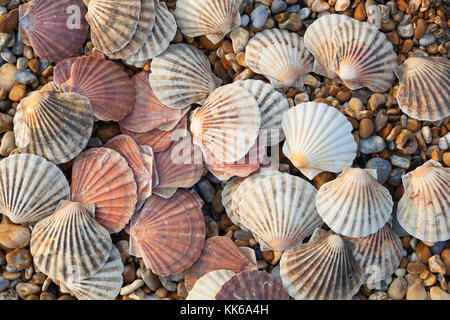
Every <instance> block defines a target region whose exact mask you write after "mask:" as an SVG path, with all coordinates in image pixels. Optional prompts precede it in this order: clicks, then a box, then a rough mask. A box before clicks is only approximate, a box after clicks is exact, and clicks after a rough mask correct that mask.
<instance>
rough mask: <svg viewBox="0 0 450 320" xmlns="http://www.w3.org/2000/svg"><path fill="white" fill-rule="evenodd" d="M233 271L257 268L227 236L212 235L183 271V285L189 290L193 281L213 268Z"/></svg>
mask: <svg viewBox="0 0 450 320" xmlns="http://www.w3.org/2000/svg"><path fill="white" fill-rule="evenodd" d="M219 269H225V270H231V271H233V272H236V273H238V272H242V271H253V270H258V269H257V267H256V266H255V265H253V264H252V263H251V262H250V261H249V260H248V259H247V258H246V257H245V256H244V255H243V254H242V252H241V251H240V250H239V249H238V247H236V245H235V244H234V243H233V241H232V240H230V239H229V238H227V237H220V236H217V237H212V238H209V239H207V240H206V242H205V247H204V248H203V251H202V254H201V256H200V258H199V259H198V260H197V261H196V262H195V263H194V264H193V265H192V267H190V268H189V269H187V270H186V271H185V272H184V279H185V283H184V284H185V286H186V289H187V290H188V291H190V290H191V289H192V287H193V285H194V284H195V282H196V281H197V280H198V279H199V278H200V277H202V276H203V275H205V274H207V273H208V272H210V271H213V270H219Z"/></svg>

------

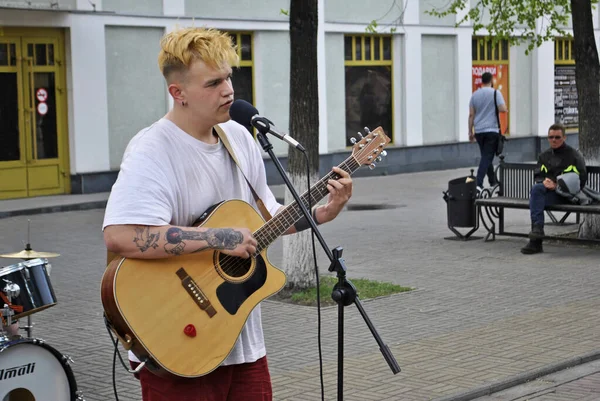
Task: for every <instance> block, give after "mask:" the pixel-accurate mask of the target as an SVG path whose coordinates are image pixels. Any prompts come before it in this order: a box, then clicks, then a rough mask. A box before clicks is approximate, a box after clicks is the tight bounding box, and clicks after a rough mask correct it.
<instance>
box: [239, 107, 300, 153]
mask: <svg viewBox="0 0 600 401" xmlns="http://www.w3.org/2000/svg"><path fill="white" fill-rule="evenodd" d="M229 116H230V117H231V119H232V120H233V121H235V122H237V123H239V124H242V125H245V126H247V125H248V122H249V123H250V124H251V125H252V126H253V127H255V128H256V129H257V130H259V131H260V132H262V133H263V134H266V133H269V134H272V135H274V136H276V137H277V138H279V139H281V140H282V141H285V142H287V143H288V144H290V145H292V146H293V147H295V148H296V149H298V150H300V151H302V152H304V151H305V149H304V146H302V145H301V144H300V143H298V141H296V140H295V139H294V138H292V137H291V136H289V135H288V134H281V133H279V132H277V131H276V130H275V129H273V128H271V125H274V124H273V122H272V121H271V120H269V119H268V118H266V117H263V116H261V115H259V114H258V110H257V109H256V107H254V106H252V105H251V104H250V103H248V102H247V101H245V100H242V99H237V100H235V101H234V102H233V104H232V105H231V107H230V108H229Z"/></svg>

------

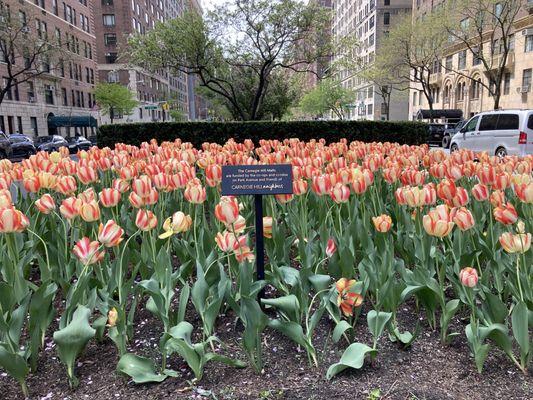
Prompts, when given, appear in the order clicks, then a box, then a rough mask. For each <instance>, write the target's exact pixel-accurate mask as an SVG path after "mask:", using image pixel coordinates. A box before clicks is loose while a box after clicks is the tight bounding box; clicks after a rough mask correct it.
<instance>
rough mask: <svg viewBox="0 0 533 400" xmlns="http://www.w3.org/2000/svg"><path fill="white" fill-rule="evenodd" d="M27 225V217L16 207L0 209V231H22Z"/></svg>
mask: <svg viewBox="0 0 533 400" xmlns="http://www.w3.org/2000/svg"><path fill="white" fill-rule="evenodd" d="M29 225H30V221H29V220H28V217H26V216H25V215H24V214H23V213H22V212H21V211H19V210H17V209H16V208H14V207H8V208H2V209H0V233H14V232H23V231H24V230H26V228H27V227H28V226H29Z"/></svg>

------

Directions
Every line holding the string "tight" should be copied here, so please find those lines in the data.

Reply
Task: for every <instance> block, give after "mask:" the pixel-accurate mask of the target as an SVG path whose coordinates are image pixels. Any prompts come before it in this order: a box, then clicks, then a rough mask. A box before clicks is approximate, a box after clicks is the tight bounding box, and clicks after a rough mask correct it.
Prompts, when given, appear in the order clicks, then a box, then a rough mask. For each <instance>, write the target's exact pixel-accurate mask as an SVG path after "mask:", using image pixel coordinates. A box before clicks is loose while a box after clicks is the tight bounding box; clicks after a rough mask correct it.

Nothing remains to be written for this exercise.